■ **FRAGMENTO**
__________________________________________________

QUIEN no tenga una idea más o menos precisa de “la cuestión catalana” acaso no la tenga tampoco de “la cuestión española”. Recordar este entrecomillado de Azaña es como mentar la soga en casa del ahorcado, que es lo que parece vienen haciendo los políticos secesionistas, ponerse una soga en el cuello de Cataluña. Claro que Cataluña no deja de ser el cuello de España.
Podríamos formular lo que sigue de tres maneras: 1. De qué estamos hablando: 2. De qué vamos a hablar; y 3. Ya está todo hablado. En realidad hemos llegado a un punto en que muchos, tanto si desean hablar de la “cuestión catalana” en un sentido o en otro, a favor de la famosa consulta o en contra, prefieren mezclar las tres cuestiones, con excitante confusión.

__________________________________________________

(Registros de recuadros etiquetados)
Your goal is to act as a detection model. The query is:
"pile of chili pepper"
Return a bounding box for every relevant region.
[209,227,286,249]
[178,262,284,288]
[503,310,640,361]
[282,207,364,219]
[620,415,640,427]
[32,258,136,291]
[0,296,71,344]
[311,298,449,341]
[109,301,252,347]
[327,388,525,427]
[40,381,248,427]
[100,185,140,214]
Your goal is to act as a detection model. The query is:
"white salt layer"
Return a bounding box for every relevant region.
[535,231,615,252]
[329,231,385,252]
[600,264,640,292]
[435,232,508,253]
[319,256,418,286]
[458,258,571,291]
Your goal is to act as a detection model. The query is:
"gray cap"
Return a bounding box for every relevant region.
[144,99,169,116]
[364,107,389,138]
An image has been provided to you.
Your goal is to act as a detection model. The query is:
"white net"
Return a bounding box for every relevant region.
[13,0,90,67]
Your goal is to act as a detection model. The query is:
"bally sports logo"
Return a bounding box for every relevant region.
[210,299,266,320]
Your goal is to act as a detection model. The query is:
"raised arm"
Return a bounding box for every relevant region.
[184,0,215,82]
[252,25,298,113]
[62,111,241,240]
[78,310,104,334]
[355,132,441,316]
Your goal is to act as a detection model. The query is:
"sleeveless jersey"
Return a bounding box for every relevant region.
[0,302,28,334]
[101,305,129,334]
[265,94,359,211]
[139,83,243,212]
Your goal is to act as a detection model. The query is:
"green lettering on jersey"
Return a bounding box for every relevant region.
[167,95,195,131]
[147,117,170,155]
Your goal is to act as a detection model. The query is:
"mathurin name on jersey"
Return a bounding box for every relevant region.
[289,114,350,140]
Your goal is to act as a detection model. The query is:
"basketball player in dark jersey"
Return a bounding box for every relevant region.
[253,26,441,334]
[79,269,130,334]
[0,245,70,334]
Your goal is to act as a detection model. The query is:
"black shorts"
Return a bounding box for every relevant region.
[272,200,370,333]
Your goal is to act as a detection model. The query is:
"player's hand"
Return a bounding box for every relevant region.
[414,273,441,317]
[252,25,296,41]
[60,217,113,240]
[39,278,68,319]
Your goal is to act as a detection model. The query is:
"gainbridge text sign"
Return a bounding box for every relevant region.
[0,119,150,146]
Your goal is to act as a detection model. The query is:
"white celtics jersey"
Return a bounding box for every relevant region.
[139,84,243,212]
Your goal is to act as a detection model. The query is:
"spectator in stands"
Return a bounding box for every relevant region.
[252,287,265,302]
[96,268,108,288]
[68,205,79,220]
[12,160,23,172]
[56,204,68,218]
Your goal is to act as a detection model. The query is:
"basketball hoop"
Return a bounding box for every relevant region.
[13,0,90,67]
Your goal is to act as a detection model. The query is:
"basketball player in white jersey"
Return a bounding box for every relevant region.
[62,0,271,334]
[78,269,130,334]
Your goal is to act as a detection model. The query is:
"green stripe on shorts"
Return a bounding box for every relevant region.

__________________________________________________

■ **CONSIGNA**
¿Qué maneras de formular lo que sigue enumera el fragmento sobre la cuestión catalana? El material no interviene en esto.

■ **RESPUESTA**
1. De qué estamos hablando
2. De qué vamos a hablar
3. Ya está todo hablado